FIG. 3 illustrates an SCF model which can be implemented within an SCP on a network as the same have been described above. As shown in FIG. 3, the SCF model includes a service logic program (SLP) library 301 coupled to a service logic execution environment (SLEE) 302. One of ordinary skill the art will appreciate the terms SLP, SLP library, and SLEE. More discussion is not provided so as not to obscure aspects of the invention discussed below. As shown in FIG. 3, the SLEE can couple to an SMF 303, a SSF 304, a SRF 305, and a SDF 306 (as the same have been described above) via a functional entity access manager 307, as the same will be known and understood by one of ordinary skill in the art.
The general operation of a SLEE 302 includes processor and memory resources as well as computer executable instructions (e.g., software, firmware, etc.), storable in memory and executable by a processor therein. As shown in the embodiment of FIG. 3, these resources are embodied in the form of an SLP manager 308, which is coupled to the SLP library 301 and the functional entity access manager 307. As shown in the example of FIG. 3, a service logic execution manager 310 is illustrated in association with the creation of a number of SLP program instances, 314-1, . . . , 314-N, (described in more detail below) via interaction with a service logic selection/interaction manager 312 and a resource manager 316, as the same will be appreciated by one of ordinary skill in the art. As illustrated in FIG. 3, the service logic execution manager 310 can further interact with a functional routine library 320 (including functional routines) which can further connect with the functional entity access manager 307 via a functional routine manager 322. Functions and routines as sets of computer executable instructions are well known to those of ordinary skill in the art. As illustrated in the example of FIG. 3, the service logic execution manager 310 can interact with an SCF data access manager 324 which can access a service data object directory 326 and IN network-wide resource data 328 as the same will be known and appreciated by one of ordinary skill in the art.

### Complete the following
1. Answer these from the SCF model excerpt:
(a) What is the service logic program library coupled to?
(b) Through what does the SLEE couple to the SMF, SSF, SRF, and SDF?
(c) What two things can the SCF data access manager access?
2. Retype the part of the SCF model excerpt that opens with the words "FIG. 3 illustrates" and closes with "understood by one of ordinary skill in the art.".
The items play no part in this work.

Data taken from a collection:
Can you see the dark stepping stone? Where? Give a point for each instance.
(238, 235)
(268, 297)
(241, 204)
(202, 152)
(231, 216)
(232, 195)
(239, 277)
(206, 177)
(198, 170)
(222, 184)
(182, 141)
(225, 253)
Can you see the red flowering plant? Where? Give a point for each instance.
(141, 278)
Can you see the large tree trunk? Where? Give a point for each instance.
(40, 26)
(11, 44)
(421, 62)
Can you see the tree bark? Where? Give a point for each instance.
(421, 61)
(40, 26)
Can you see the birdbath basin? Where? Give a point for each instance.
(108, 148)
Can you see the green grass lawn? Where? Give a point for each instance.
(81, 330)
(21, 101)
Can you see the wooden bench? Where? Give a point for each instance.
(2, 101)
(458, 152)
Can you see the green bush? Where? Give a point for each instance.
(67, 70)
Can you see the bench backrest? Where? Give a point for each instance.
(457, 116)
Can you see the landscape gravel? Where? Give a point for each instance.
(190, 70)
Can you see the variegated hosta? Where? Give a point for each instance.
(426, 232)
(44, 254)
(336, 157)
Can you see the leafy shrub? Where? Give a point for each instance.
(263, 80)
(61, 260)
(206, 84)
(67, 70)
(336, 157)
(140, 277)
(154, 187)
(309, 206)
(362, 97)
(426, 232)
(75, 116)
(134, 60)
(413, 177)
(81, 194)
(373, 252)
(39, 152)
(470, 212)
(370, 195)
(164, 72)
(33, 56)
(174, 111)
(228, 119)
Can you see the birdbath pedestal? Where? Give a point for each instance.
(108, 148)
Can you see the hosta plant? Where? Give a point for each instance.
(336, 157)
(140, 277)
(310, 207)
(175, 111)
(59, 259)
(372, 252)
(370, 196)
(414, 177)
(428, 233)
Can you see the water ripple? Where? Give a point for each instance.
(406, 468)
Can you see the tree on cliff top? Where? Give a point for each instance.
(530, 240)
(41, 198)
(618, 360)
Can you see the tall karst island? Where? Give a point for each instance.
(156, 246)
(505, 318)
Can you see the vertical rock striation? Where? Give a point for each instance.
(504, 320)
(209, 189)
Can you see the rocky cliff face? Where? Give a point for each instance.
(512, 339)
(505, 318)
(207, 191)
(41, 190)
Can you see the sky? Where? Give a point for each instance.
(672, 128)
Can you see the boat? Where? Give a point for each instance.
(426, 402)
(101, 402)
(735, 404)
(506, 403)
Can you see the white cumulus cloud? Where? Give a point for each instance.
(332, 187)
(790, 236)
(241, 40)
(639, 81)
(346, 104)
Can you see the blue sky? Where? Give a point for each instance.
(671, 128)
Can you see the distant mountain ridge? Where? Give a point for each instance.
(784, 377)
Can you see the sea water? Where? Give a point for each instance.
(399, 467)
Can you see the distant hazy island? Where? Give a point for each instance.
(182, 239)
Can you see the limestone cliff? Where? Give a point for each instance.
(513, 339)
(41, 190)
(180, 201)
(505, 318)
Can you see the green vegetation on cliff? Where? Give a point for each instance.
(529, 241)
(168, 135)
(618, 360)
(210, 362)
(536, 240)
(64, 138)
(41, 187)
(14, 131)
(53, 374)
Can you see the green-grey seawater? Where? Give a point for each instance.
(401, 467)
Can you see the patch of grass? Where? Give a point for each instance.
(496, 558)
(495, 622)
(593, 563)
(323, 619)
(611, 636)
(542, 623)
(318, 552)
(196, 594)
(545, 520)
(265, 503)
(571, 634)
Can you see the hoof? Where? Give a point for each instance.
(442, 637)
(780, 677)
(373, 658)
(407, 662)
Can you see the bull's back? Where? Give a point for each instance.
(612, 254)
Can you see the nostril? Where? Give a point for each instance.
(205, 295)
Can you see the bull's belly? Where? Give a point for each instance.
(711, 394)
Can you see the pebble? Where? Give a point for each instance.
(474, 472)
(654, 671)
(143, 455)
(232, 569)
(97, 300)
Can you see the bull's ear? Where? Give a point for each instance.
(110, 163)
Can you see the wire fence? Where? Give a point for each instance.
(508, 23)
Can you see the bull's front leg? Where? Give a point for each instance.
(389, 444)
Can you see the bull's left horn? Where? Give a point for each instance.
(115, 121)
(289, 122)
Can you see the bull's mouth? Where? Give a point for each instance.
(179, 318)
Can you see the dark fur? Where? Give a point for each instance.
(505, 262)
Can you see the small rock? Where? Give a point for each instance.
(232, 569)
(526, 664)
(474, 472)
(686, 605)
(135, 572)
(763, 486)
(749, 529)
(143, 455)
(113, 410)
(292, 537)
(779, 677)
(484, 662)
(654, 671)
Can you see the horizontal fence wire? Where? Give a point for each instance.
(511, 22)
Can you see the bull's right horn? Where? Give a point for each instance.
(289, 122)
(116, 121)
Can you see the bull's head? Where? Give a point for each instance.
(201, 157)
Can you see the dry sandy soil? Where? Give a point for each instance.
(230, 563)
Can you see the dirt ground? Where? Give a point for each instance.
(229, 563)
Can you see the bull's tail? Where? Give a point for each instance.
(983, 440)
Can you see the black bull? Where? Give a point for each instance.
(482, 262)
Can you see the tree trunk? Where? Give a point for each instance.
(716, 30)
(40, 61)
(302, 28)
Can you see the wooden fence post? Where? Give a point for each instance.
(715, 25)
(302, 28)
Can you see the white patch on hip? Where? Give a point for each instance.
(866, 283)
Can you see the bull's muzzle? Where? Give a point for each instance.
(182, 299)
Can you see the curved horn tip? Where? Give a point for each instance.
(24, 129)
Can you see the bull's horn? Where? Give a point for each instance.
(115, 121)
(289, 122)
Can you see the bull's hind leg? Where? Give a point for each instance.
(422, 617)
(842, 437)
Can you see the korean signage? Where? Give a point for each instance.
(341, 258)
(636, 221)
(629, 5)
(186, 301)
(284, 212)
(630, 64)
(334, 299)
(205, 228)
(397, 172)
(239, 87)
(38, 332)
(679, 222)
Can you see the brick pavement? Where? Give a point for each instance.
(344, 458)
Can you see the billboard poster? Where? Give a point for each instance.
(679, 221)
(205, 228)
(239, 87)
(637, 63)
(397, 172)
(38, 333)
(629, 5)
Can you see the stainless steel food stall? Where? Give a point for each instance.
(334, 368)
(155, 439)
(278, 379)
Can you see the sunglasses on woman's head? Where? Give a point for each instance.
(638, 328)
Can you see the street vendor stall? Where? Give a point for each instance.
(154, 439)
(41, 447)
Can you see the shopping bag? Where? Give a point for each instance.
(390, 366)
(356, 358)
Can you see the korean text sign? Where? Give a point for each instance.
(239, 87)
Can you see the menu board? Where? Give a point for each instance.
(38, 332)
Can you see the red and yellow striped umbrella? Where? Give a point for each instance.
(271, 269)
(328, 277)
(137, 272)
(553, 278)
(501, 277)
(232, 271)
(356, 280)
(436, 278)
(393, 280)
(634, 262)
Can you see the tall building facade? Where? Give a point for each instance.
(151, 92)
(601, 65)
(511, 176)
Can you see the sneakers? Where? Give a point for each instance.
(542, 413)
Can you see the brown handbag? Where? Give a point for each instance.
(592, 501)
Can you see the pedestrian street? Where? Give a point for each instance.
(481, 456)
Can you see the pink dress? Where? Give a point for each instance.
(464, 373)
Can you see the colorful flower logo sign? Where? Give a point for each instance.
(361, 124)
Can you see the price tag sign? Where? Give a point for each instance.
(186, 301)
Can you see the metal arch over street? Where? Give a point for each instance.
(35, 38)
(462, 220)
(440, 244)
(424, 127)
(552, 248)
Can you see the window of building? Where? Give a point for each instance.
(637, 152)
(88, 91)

### Answers per task
1.
(a) A service logic execution environment (SLEE) 302.
(b) A functional entity access manager 307.
(c) A service data object directory 326 and IN network-wide resource data 328.

2.
FIG. 3 illustrates an SCF model which can be implemented within an SCP on a network as the same have been described above. As shown in FIG. 3, the SCF model includes a service logic program (SLP) library 301 coupled to a service logic execution environment (SLEE) 302. One of ordinary skill the art will appreciate the terms SLP, SLP library, and SLEE. More discussion is not provided so as not to obscure aspects of the invention discussed below. As shown in FIG. 3, the SLEE can couple to an SMF 303, a SSF 304, a SRF 305, and a SDF 306 (as the same have been described above) via a functional entity access manager 307, as the same will be known and understood by one of ordinary skill in the art.